§ **Exercise task**:
Repeat every one of the items below word for word, keeping each line unchanged and in its original order.

=====

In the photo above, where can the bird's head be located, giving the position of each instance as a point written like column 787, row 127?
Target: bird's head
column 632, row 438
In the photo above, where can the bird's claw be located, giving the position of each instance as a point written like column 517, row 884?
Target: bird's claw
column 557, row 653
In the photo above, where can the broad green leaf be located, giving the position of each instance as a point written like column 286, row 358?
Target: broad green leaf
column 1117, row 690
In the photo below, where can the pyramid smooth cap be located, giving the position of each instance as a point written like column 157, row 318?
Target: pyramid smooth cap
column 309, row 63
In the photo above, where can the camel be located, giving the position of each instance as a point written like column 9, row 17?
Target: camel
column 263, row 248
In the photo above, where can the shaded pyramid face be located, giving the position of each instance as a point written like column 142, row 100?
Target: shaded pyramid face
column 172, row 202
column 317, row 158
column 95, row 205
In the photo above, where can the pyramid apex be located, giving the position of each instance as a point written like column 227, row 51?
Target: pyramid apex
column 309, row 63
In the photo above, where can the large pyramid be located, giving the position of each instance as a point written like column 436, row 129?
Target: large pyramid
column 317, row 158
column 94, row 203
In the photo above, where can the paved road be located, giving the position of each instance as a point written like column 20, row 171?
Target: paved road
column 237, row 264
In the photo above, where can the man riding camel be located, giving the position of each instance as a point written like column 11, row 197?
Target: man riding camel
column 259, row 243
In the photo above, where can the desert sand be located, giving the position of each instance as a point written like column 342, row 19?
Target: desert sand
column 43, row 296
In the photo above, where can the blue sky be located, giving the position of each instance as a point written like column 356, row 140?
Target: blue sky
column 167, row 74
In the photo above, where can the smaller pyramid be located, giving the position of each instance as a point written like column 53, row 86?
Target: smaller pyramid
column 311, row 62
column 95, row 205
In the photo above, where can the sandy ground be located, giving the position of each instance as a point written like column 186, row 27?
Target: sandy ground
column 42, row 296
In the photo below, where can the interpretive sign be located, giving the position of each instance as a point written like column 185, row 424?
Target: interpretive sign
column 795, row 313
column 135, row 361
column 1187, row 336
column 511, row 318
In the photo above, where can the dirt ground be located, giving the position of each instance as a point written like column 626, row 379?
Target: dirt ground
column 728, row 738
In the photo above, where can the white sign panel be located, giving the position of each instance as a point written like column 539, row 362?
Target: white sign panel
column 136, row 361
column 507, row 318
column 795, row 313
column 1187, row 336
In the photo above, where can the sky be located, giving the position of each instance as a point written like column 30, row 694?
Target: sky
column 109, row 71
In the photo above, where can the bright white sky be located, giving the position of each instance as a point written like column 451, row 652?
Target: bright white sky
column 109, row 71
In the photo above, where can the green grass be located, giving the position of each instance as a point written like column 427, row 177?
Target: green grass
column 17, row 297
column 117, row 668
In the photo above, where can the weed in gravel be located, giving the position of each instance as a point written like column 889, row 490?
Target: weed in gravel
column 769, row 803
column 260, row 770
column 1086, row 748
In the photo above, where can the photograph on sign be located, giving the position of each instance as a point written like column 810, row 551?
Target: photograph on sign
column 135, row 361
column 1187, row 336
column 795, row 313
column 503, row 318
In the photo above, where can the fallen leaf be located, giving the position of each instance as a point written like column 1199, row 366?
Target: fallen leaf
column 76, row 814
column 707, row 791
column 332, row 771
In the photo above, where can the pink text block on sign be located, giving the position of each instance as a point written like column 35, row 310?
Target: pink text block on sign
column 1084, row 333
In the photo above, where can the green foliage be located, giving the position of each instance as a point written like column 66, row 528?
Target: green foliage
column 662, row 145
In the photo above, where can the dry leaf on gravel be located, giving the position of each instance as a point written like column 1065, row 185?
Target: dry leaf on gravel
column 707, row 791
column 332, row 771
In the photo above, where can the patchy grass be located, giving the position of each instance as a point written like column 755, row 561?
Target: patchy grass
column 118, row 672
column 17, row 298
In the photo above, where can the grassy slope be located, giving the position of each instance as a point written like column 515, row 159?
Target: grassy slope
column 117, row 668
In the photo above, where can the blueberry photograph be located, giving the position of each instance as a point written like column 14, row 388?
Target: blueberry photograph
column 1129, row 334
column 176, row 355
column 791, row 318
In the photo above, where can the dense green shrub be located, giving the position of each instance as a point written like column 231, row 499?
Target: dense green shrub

=====

§ **Written response**:
In the photo above, where can the bird's head be located, giving the position of each instance as a point written like column 787, row 127?
Target: bird's head
column 632, row 438
In the photo above, where can the bird's claw be located, giving the position of each instance as a point written like column 517, row 884?
Target: bird's claw
column 557, row 653
In the photo above, where can the broad green leaf be located, giving the position of each instance as a point written like column 286, row 358?
Target: broad green leaf
column 1117, row 690
In the photo below, where can the pyramid smooth cap be located, giving the position of each instance as a point written like column 157, row 318?
Target: pyramid smooth cap
column 309, row 63
In the photo above, where can the camel be located, giving the position of each instance as a point written like column 9, row 17?
Target: camel
column 263, row 248
In the photo above, where can the shaded pyramid face be located, giving the position of each instance as a point written like column 142, row 100?
Target: shaded pyramid face
column 172, row 202
column 317, row 158
column 95, row 205
In the photo above, where can the pyramid apex be located, giving the position of each instance as a point written like column 227, row 51?
Target: pyramid apex
column 309, row 63
In the photo above, where can the large pyramid be located, giving the position of each instance as a point written like column 436, row 129?
Target: large pyramid
column 317, row 158
column 94, row 203
In the photo above, where can the paved road be located, giving the position of each instance as a point written like column 20, row 171?
Target: paved road
column 237, row 264
In the photo above, where can the man riding camel be located, giving the position of each instance as a point written like column 11, row 197?
Target: man riding camel
column 259, row 243
In the photo above, where can the desert sand be located, giving the position of each instance as a point written like column 342, row 19?
Target: desert sand
column 43, row 296
In the photo above, where can the blue sky be located, giving the position of each instance as a point written like column 356, row 140?
Target: blue sky
column 167, row 74
In the photo above, where can the smaller pyramid be located, giving the position of each instance as a point written like column 53, row 86?
Target: smaller pyramid
column 311, row 62
column 95, row 205
In the photo above, where can the sandy ground be located, giving the position of each instance as a point written like column 186, row 27?
Target: sandy ground
column 42, row 296
In the photo below, where can the interpretive sign be located, giving the position of each instance as a point written like column 185, row 424?
Target: interpretive sign
column 795, row 313
column 135, row 361
column 1187, row 336
column 511, row 318
In the photo above, where can the dirt ground be located, giving the position of each instance as a point written like column 626, row 379?
Target: dirt ground
column 728, row 738
In the photo above, where can the white sign panel be located, giving the position of each instance as a point written like column 539, row 362?
Target: white sign panel
column 136, row 361
column 507, row 318
column 795, row 313
column 1187, row 336
In the photo above, where can the sky be located, giving the position of each instance as a point written like column 30, row 694?
Target: sky
column 109, row 71
In the photo above, where can the bright white sky be located, giving the position of each instance as a point written like column 451, row 652?
Target: bright white sky
column 109, row 71
In the photo above, where can the green grass be located, giving the position of each instance as a point written like column 427, row 177?
Target: green grass
column 17, row 297
column 117, row 668
In the photo above, where can the weed in gravel be located, giving the position of each instance as a point written like column 889, row 490?
Target: weed in gravel
column 769, row 803
column 260, row 770
column 1086, row 748
In the photo above, where can the photograph on sign be located, giving the position of each instance as a point written like column 810, row 551?
Target: photograph on sign
column 135, row 361
column 1187, row 336
column 795, row 313
column 503, row 318
In the photo above, where can the fallen leaf be located, giving the position of each instance as a point written like column 1199, row 366?
Target: fallen leaf
column 76, row 814
column 707, row 791
column 332, row 771
In the photo above, where can the pink text block on sign be located, giving the position of each instance as a point written like column 35, row 310?
Target: pink text block on sign
column 1084, row 333
In the photo above, where can the green foliage be located, giving the position of each instance as a point written like column 66, row 528?
Target: green foliage
column 662, row 145
In the photo above, where can the dry leaf on gravel be located, giving the position of each instance as a point written like column 1065, row 185?
Target: dry leaf on gravel
column 707, row 791
column 332, row 771
In the photo above, where can the patchy grass be located, giving the position of each instance as a point written like column 755, row 561?
Target: patchy grass
column 118, row 672
column 17, row 298
In the photo above, where can the grassy slope be located, giving the position of each instance as a point written like column 515, row 159?
Target: grassy slope
column 117, row 668
In the photo above, where can the blueberry photograph be located, giving the position of each instance as a point written like column 14, row 388?
Target: blueberry photograph
column 1129, row 334
column 176, row 355
column 791, row 318
In the photo above, where can the dense green shrub be located, giving the position of each instance as a point written like column 231, row 499?
Target: dense green shrub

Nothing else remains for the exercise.